------ Listed entries

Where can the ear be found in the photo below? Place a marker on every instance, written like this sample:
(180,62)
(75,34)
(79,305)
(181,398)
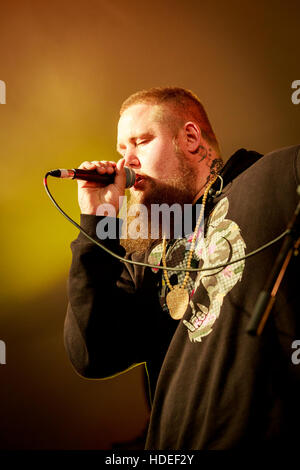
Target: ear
(193,136)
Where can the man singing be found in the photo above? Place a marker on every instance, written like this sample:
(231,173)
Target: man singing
(213,385)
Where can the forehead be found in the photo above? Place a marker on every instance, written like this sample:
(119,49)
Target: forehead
(137,119)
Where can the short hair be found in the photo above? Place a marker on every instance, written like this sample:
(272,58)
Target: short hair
(183,103)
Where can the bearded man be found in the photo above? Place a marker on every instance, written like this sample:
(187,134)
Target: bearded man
(213,386)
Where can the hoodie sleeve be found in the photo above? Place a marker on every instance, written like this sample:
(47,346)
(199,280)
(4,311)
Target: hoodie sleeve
(111,323)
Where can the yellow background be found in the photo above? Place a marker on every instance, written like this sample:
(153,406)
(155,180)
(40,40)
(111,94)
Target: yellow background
(67,66)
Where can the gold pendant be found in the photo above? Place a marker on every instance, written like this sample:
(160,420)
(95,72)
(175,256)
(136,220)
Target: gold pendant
(177,302)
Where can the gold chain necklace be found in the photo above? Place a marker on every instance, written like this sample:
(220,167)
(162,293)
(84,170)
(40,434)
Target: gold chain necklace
(178,296)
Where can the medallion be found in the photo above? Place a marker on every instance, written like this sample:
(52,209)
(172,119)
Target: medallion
(177,302)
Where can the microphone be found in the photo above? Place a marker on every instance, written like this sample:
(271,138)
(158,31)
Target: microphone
(93,175)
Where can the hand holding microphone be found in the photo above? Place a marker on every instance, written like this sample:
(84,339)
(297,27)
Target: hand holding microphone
(104,182)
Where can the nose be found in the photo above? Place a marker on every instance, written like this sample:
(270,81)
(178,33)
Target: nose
(131,159)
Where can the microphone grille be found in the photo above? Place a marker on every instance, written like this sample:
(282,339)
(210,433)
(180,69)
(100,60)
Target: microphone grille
(130,177)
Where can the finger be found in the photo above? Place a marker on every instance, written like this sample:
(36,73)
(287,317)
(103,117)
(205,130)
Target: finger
(120,179)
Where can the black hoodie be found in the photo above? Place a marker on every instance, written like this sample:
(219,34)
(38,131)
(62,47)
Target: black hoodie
(214,385)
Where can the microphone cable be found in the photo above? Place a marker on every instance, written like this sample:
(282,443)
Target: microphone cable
(139,263)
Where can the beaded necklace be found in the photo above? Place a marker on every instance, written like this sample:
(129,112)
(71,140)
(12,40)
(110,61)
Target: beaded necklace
(178,296)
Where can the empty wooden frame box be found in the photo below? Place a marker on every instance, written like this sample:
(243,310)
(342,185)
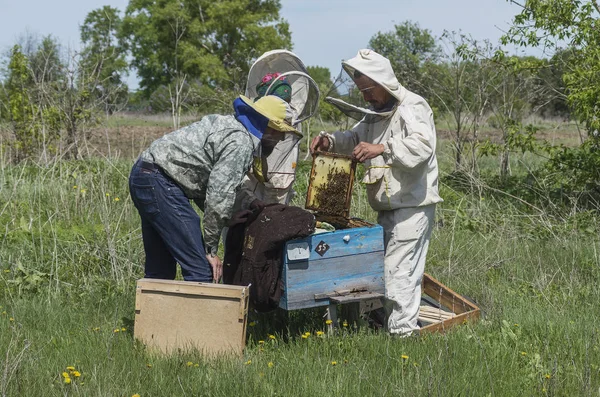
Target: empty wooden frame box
(442,308)
(181,315)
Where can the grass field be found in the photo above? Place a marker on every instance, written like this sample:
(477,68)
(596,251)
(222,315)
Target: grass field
(71,250)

------------

Action item: Quote the listing above in full, except for the pictures.

Written solution:
Where can the ear be found in the photo below? Place a marker on every instance, written like this sample:
(180,62)
(75,34)
(79,305)
(181,398)
Target: ear
(193,136)
Where can the man singing be found in the photo above? Place a marker on every instance, written like this sample:
(231,173)
Target: man singing
(213,385)
Where can the forehead be found in the photo above? Place a marker on every instance, written like this sample:
(119,49)
Target: forehead
(137,119)
Where can the short hair be found in the photo above? Place a marker on every instance, written like this sample:
(272,58)
Target: short hair
(183,103)
Where can the bearded man be found in the photo above? Place a marker on every instance, written like this sample:
(187,134)
Target: bearded man
(213,386)
Where can the hoodie sleeve be found in the photo above? Place a marker on every instance, written like this sample:
(47,346)
(199,280)
(4,311)
Target: hoodie sleeve
(111,323)
Where can the yellow background be found in the photo above? Place a marker on every instance, written like this sample:
(153,406)
(155,180)
(40,40)
(111,94)
Target: yellow background
(67,66)
Where can the gold pendant be found in the photo above? Place a marker on every instance, written like this sample:
(160,420)
(95,72)
(175,256)
(136,220)
Target: gold pendant
(177,302)
Where can the gold chain necklace be found in the photo above? Place a marker on every instance, written like this sample:
(220,167)
(162,293)
(84,170)
(40,434)
Target: gold chain necklace
(178,296)
Where can the medallion be found in the photo above? Place a marker on every instance, written like this sample:
(52,209)
(172,119)
Target: medallion
(177,302)
Where can the microphone be found in the photo above? Place a marker on every instance, written like this sample:
(271,138)
(158,31)
Target: microphone
(93,175)
Where can the hand holding microphone be found in the photo above? Place a marker on every instance, written like this sample:
(84,339)
(297,27)
Target: hand holding microphone
(104,182)
Where can the nose be found in the photo above? Place a marker on every instance, written like this sample:
(270,81)
(178,33)
Target: nose
(131,159)
Where can the microphone grille be found in the photo above? Place a marker on every instance, written like this sample:
(282,339)
(210,433)
(180,69)
(100,60)
Target: microphone grille
(130,177)
Where can the finger be found in the photo above? Place a marker on every instance, written like this sample:
(36,73)
(287,317)
(103,117)
(205,130)
Target: finger
(120,179)
Where can the black hoodie be found in the photo above? Place a marker on every instance, written like this sample:
(219,34)
(38,131)
(62,47)
Target: black hoodie
(214,385)
Where can the microphone cable be found in the photo above? Place a marker on every instance, written like this sample:
(282,443)
Target: microphone cable
(139,263)
Where can the beaded necklace be found in the photo above? Place a marker on every instance, written like this sample:
(129,112)
(71,140)
(12,40)
(110,61)
Target: beaded necklace
(178,296)
Where can the empty wooden frame box be found in the photo below? Place a marker on every instance, written like this sample:
(243,310)
(342,185)
Target: empty wooden frame box
(442,308)
(181,315)
Where can the grass field be found in the photo above? Place a marker on every instance, written like this sample:
(477,68)
(596,251)
(222,315)
Target: grass field
(71,250)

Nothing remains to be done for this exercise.